Supplied text >>

▬▬▬▬▬▬

UMaine composites technology gets Mars lander consideration

The University of Maine is adapting its inflatable carbon fiber tube technology for application to a NASA spacecraft designed to deliver astronauts and cargo to the Mars surface.

The University of Maine (Orono, Maine, USA) says that its Bridge-in-a-Backpack comopsite technology has triggered interest from NASA, which is considering a similar technology for use in its Hypersonic Inflatable Aerodynamic Decelerator (HIAD). HIAD could one day help deliver astronauts to the surface of Mars.

HIAD, a spacecraft nose-mounted “giant cone of inner tubes” stacked like a ring toy, is designed to slow the craft as it enters a planet's atmosphere. The technology, says NASA, is intended to make it possible for a spaceship large enough to carry astronauts and heavy loads of scientific equipment to explore Mars and beyond.

Bill Davids, Joshua Clapp, Andrew Goupee and Andrew Young — engineers with University of Maine's Advanced Structures and Composites Center — are working with NASA to accomplish that mission.

UMaine's patented Bridge-in-a-Backpack, which has earned the American Association of State Highway and Transportation Officials' certification, is made of light, portable carbon fiber tubes that are inflated, formed into arches and infused with resin. Concrete is poured inside the carbon fiber tubes, which protect the concrete from water and other natural elements, thus extending the bridge's lifespan to double or triple that of a traditional bridge.

▬▬▬▬▬▬

[Natural language region descriptions]
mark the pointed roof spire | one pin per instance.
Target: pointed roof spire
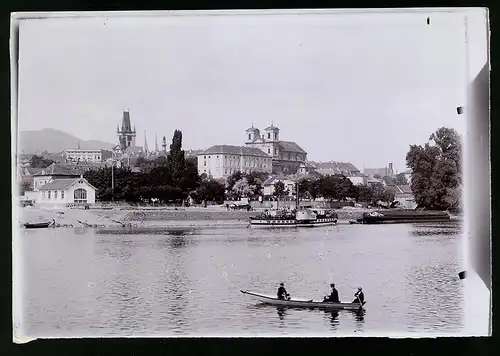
(145, 142)
(126, 122)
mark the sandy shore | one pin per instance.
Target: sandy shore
(149, 217)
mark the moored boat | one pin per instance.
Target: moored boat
(38, 225)
(404, 216)
(301, 218)
(274, 219)
(316, 217)
(303, 303)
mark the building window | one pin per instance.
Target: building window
(80, 195)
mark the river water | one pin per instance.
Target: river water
(186, 282)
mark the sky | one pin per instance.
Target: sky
(356, 88)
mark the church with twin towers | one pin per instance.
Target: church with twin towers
(127, 147)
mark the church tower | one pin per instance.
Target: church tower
(272, 133)
(145, 143)
(252, 134)
(126, 136)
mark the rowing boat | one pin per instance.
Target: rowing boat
(303, 303)
(38, 225)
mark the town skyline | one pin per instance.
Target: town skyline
(212, 84)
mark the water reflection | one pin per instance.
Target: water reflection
(80, 230)
(436, 229)
(359, 317)
(281, 312)
(169, 281)
(333, 318)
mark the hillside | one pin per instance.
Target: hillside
(53, 141)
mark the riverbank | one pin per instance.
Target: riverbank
(154, 217)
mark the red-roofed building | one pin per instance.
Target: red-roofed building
(286, 155)
(61, 192)
(404, 196)
(221, 161)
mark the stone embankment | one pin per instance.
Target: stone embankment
(144, 217)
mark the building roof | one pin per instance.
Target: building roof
(234, 150)
(273, 179)
(31, 171)
(400, 189)
(376, 171)
(63, 184)
(67, 169)
(126, 126)
(345, 168)
(289, 146)
(251, 129)
(271, 128)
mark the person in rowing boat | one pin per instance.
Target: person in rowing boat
(359, 297)
(334, 295)
(282, 293)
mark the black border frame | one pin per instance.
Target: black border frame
(454, 346)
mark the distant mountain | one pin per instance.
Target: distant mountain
(54, 141)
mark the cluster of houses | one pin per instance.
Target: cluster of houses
(62, 183)
(58, 185)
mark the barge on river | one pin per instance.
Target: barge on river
(302, 218)
(403, 216)
(303, 303)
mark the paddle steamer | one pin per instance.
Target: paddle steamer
(301, 218)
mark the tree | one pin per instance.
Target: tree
(191, 177)
(328, 187)
(176, 160)
(209, 189)
(400, 179)
(40, 162)
(437, 177)
(256, 180)
(344, 187)
(24, 186)
(364, 193)
(279, 191)
(242, 189)
(232, 179)
(389, 180)
(304, 188)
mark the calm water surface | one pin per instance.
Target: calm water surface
(188, 281)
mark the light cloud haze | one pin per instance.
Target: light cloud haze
(357, 87)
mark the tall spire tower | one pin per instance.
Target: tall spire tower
(164, 145)
(145, 142)
(126, 136)
(156, 144)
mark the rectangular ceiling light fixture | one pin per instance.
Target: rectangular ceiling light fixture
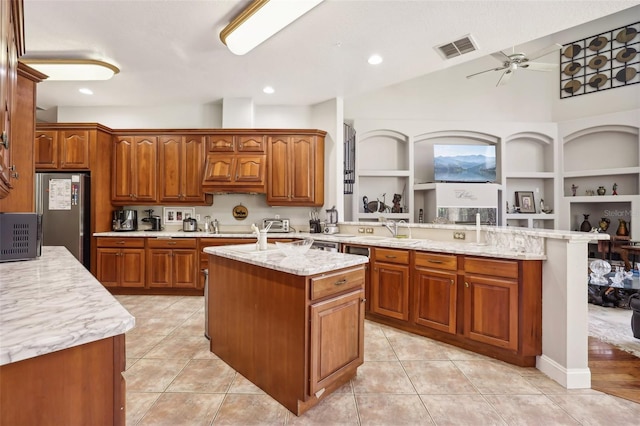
(260, 20)
(73, 69)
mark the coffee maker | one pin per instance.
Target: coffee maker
(124, 220)
(154, 220)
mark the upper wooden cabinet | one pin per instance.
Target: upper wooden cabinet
(180, 169)
(62, 149)
(295, 170)
(236, 143)
(134, 169)
(11, 48)
(235, 163)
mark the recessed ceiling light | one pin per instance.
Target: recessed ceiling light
(375, 59)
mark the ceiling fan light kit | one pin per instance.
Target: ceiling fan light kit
(603, 61)
(261, 20)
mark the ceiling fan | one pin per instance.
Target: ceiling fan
(516, 60)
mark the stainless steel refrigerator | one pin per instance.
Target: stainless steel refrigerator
(63, 201)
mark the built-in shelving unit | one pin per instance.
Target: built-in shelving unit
(529, 164)
(378, 177)
(601, 156)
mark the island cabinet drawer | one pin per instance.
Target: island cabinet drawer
(438, 261)
(391, 256)
(493, 267)
(336, 282)
(120, 242)
(172, 243)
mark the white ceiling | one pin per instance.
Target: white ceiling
(169, 51)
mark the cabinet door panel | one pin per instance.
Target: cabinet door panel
(192, 169)
(108, 266)
(337, 337)
(302, 169)
(74, 149)
(390, 291)
(145, 161)
(46, 150)
(122, 176)
(184, 268)
(220, 169)
(132, 268)
(277, 182)
(435, 299)
(250, 169)
(491, 310)
(169, 167)
(159, 270)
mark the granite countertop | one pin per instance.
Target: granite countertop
(310, 263)
(52, 303)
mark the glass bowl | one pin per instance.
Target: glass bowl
(295, 248)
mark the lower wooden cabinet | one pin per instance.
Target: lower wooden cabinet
(390, 283)
(172, 262)
(435, 291)
(120, 262)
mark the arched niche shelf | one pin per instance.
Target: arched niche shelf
(528, 153)
(601, 148)
(391, 148)
(423, 149)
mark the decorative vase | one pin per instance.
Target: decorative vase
(622, 231)
(604, 224)
(586, 226)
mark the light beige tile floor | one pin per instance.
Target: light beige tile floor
(173, 379)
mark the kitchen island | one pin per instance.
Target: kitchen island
(294, 326)
(62, 346)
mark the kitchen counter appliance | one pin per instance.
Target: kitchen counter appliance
(124, 220)
(189, 225)
(277, 225)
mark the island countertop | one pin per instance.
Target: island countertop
(310, 263)
(53, 303)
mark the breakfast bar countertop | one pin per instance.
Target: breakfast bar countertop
(310, 263)
(52, 303)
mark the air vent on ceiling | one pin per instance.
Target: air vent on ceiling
(456, 48)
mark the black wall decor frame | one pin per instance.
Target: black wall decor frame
(604, 61)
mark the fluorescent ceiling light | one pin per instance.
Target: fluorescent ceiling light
(375, 59)
(260, 20)
(73, 69)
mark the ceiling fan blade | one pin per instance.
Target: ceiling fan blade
(501, 56)
(504, 78)
(482, 72)
(538, 66)
(545, 51)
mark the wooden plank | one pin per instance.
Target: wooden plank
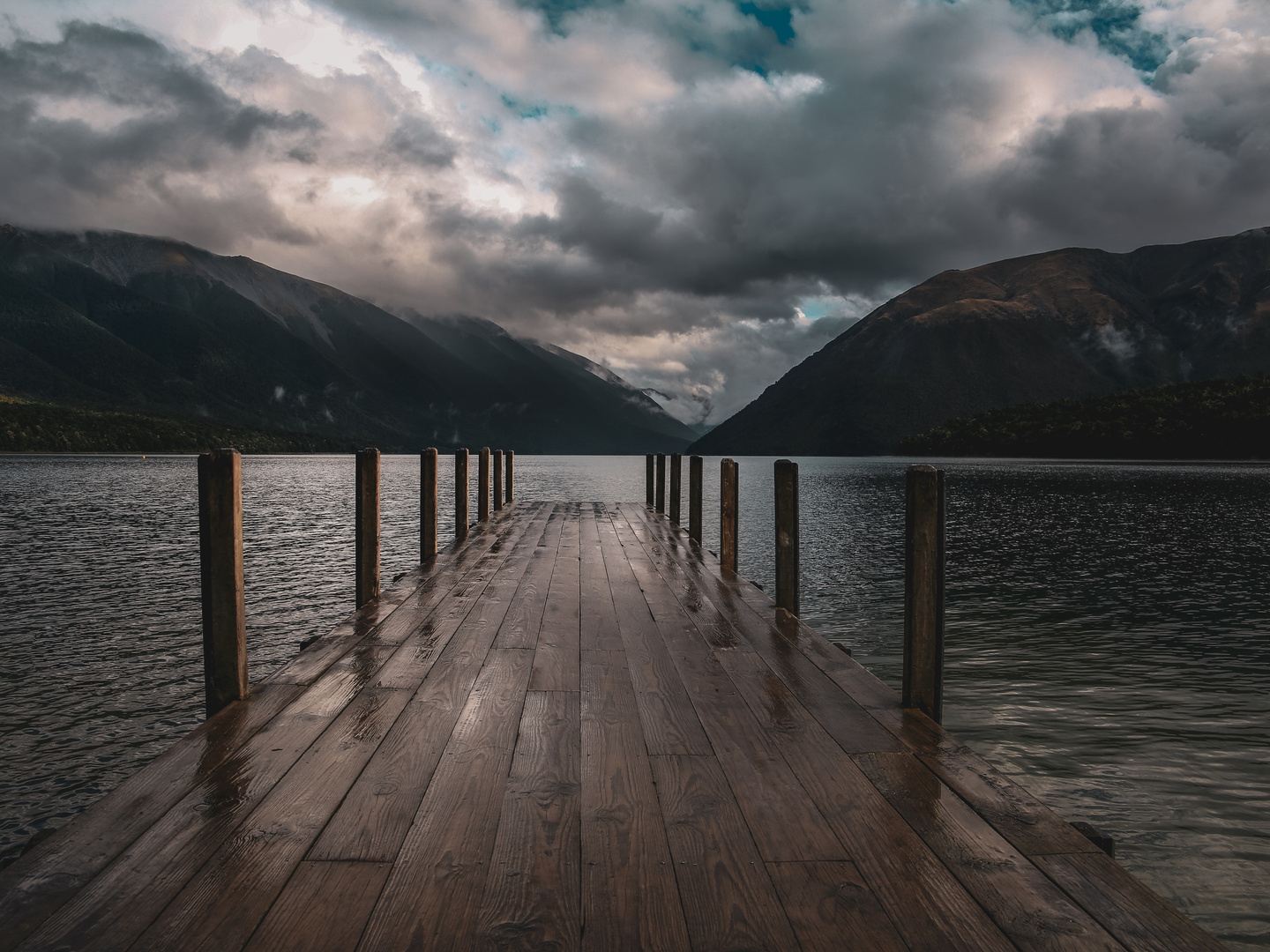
(533, 890)
(729, 903)
(629, 894)
(395, 614)
(524, 619)
(1027, 824)
(224, 903)
(375, 816)
(478, 599)
(1027, 908)
(130, 893)
(725, 623)
(556, 657)
(782, 819)
(929, 906)
(435, 889)
(323, 908)
(598, 620)
(915, 730)
(42, 881)
(669, 721)
(832, 908)
(1137, 917)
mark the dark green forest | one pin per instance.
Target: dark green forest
(1218, 419)
(49, 428)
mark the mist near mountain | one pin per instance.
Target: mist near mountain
(143, 324)
(1067, 324)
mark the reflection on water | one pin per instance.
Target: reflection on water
(1106, 625)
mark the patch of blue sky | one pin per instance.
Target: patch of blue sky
(779, 19)
(525, 111)
(1116, 23)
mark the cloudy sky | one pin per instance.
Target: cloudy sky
(698, 193)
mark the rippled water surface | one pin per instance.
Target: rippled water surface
(1108, 625)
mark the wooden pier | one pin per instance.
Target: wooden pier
(574, 730)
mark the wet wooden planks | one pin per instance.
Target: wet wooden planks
(574, 730)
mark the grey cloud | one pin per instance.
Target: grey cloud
(169, 115)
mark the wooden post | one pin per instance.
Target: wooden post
(482, 485)
(729, 502)
(367, 534)
(220, 548)
(460, 495)
(427, 504)
(695, 499)
(923, 591)
(661, 482)
(676, 480)
(787, 536)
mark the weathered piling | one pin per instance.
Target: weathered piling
(460, 495)
(220, 548)
(787, 536)
(729, 508)
(427, 504)
(367, 518)
(676, 482)
(923, 591)
(482, 485)
(695, 499)
(661, 482)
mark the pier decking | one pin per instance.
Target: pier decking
(574, 730)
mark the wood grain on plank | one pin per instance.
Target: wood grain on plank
(1027, 824)
(915, 729)
(1137, 917)
(534, 882)
(556, 657)
(929, 906)
(131, 893)
(782, 818)
(417, 593)
(374, 819)
(729, 902)
(323, 908)
(42, 881)
(433, 893)
(669, 721)
(629, 894)
(831, 908)
(524, 617)
(598, 616)
(727, 623)
(221, 905)
(1027, 908)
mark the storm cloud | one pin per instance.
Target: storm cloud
(696, 196)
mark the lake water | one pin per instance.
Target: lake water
(1108, 625)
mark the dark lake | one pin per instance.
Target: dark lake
(1108, 625)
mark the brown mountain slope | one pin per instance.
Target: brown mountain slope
(1074, 323)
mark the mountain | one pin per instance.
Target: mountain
(1067, 324)
(149, 325)
(1217, 419)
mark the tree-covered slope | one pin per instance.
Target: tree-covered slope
(147, 325)
(1222, 419)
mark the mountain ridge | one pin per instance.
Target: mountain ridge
(1065, 324)
(159, 326)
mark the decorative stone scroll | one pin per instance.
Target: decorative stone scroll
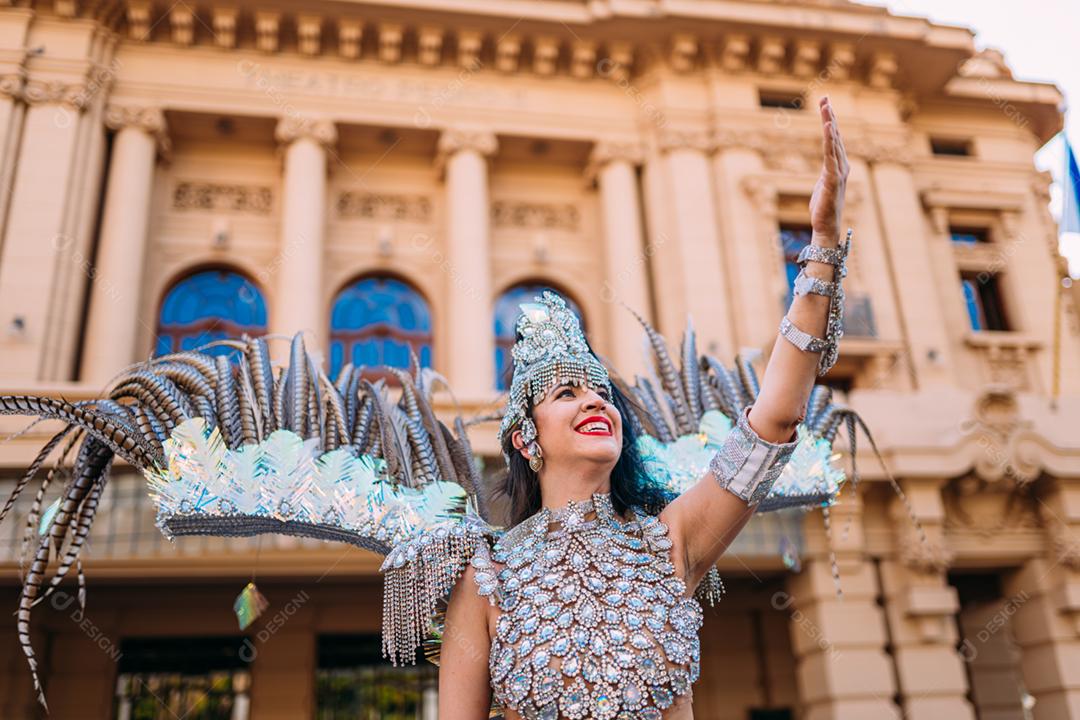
(548, 216)
(352, 204)
(227, 198)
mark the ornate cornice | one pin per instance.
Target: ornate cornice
(295, 127)
(932, 556)
(1066, 548)
(1000, 433)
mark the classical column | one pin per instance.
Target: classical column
(44, 256)
(1044, 596)
(918, 294)
(626, 257)
(462, 154)
(702, 285)
(842, 669)
(747, 216)
(11, 119)
(112, 329)
(298, 303)
(920, 608)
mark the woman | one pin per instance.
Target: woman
(552, 619)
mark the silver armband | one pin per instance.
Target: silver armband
(746, 464)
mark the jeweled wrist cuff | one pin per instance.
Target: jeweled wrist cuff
(747, 464)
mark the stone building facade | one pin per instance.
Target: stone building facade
(175, 170)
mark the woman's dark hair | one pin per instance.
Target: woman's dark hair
(631, 486)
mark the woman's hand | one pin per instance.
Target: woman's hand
(826, 203)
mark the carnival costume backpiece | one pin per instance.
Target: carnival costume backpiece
(594, 620)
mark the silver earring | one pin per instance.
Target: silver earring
(536, 457)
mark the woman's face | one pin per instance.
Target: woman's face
(578, 423)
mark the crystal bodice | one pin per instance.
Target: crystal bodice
(593, 620)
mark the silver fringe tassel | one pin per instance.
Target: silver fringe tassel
(418, 574)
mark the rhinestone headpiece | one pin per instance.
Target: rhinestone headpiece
(552, 349)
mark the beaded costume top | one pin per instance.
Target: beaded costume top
(594, 621)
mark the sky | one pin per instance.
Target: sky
(1041, 41)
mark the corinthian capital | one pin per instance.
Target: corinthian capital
(56, 92)
(12, 84)
(456, 139)
(612, 151)
(149, 120)
(295, 127)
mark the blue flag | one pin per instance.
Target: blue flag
(1070, 186)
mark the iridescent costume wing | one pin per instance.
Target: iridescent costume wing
(684, 415)
(230, 449)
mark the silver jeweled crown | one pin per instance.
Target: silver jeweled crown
(552, 350)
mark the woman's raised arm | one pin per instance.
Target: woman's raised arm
(464, 690)
(705, 519)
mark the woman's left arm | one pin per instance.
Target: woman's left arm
(705, 519)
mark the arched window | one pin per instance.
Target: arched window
(208, 304)
(375, 321)
(505, 317)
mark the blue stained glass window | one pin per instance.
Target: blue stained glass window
(375, 321)
(206, 306)
(505, 317)
(793, 239)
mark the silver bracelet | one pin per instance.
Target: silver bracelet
(829, 345)
(746, 464)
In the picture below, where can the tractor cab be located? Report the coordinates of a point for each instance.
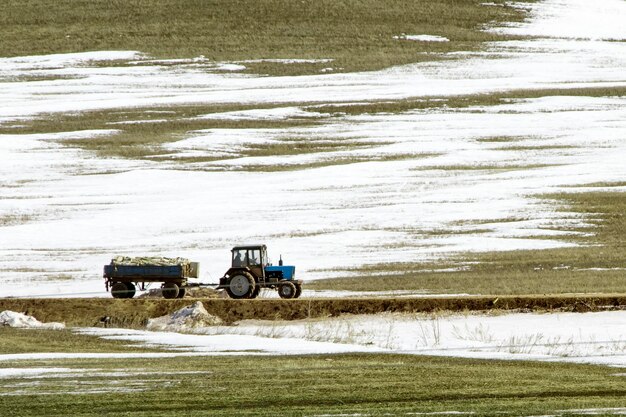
(250, 271)
(253, 258)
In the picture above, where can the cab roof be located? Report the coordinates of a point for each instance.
(260, 246)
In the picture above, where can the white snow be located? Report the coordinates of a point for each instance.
(184, 319)
(64, 212)
(13, 319)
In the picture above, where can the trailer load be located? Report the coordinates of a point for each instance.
(125, 274)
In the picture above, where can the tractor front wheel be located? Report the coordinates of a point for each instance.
(241, 286)
(131, 290)
(287, 290)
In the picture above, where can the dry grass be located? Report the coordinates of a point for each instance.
(355, 34)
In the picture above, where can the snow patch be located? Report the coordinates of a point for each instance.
(184, 319)
(19, 320)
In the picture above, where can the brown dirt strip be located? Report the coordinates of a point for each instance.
(136, 312)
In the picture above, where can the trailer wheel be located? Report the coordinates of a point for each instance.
(241, 286)
(130, 290)
(119, 290)
(287, 290)
(170, 290)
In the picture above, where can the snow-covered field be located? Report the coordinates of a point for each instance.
(65, 212)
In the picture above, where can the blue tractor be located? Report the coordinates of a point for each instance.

▬▬▬▬▬▬

Task requirements >>
**A.** Translate this sentence from the article on UMaine composites into Spanish: "The technology, says NASA, is intended to make it possible for a spaceship large enough to carry astronauts and heavy loads of scientific equipment to explore Mars and beyond."
**B.** Summarize the article on UMaine composites in two sentences.
**C.** Based on the article on UMaine composites, answer yes or no to each statement and quote the words that decide it: (i) HIAD is designed to slow a spacecraft as it enters a planet's atmosphere. (ii) The carbon fiber tubes in Bridge-in-a-Backpack are filled with steel. (iii) Bridge-in-a-Backpack has earned certification from the American Association of State Highway and Transportation Officials.

Results for each task >>
**A.** Según la NASA, la tecnología tiene como fin hacer posible que una nave espacial lo bastante grande para transportar astronautas y grandes cargas de equipo científico explore Marte y más allá.

**B.** The University of Maine's Bridge-in-a-Backpack technology, made of inflatable carbon fiber tubes, has drawn interest from NASA, which is considering a similar technology for its Hypersonic Inflatable Aerodynamic Decelerator (HIAD). HIAD is meant to slow a spacecraft as it enters a planet's atmosphere and could one day help deliver astronauts to the surface of Mars.

**C.**
(i) Yes: "is designed to slow the craft as it enters a planet's atmosphere"
(ii) No: "Concrete is poured inside the carbon fiber tubes"
(iii) Yes: "which has earned the American Association of State Highway and Transportation Officials' certification"